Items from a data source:
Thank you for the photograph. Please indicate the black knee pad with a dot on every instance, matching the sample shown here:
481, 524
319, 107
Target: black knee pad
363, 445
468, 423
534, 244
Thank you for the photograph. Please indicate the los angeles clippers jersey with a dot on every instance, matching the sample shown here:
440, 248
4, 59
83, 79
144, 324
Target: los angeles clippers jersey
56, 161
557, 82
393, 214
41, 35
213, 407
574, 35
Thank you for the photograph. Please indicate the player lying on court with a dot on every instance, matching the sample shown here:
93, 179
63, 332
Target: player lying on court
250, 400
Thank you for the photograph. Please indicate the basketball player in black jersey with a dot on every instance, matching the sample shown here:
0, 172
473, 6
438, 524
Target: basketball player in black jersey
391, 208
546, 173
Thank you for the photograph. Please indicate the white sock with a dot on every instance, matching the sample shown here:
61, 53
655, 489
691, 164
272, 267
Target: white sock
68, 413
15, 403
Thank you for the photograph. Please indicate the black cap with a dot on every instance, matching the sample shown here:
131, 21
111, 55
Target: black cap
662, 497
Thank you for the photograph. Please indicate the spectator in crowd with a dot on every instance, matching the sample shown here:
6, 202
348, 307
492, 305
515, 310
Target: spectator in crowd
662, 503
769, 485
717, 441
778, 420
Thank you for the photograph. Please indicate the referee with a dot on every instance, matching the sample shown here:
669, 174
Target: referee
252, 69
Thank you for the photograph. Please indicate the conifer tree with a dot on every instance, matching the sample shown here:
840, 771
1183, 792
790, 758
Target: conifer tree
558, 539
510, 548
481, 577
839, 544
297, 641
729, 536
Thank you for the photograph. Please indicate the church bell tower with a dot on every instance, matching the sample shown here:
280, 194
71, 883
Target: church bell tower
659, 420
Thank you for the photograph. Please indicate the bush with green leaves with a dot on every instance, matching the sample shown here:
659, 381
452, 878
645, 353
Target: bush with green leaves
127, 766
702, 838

Activity: Every line above must be reproduced exactly as it stands.

Written reply:
Thank you for the photograph. Please indicate the black knee pad with a dot on every instance, matching the sample shown here:
481, 524
319, 107
Target: black knee pad
363, 445
468, 423
534, 244
Thank you for the photograph. Please indicate the los angeles clippers jersey with a dot on every instance, matching the sample shown here:
440, 248
4, 59
83, 79
144, 324
Target: los angeles clippers jersey
56, 161
557, 82
393, 214
41, 35
213, 407
574, 35
Thank you for the photograph. Please indicate the player lying on court with a dot on every instance, matching the sample shown here:
93, 179
63, 332
Target: player lying on court
250, 400
Thank you for the photograph. Please indicate the basketball player in black jersey with a dot on every instance, matching the sample shown here:
0, 172
473, 6
438, 524
Target: basketball player in black jersey
391, 208
546, 173
Thank you for the photograph. Please indicate the white sock with a dot on every instance, matching the sample shown here:
61, 53
655, 489
691, 164
272, 267
Target: white sock
68, 413
15, 403
Thank you for the photograph. Please indicate the black cap with a dot on every instance, matching the sample shown here:
131, 21
111, 55
Target: black cap
662, 497
Thank you for the photograph. Please indicate the spectator in crowd with a dot on every instance, matching the sample shown here:
6, 202
348, 307
492, 305
515, 310
Target: spectator in crowd
662, 503
769, 485
717, 441
778, 420
Thank you for the photograph. Please indicate the referee with a dot on every instance, matching the sample shown here:
669, 174
Target: referee
252, 69
Thank you for the photograph. Please indicate the conifer tree with a dot on every instance, matching the sample shown here:
840, 771
1183, 792
790, 758
Target: conifer tree
558, 539
510, 548
481, 577
839, 544
297, 641
729, 536
Thank you for the photograph. Please indicate the church bell tower with a dot on every instance, matching the sample shown here:
280, 194
71, 883
Target: church bell tower
659, 420
Thank you for the photograph. Please indicate the bush with green leaves with a dot on every instance, matching the sample shown here:
659, 381
452, 878
645, 353
Target: bush with green leaves
127, 766
702, 838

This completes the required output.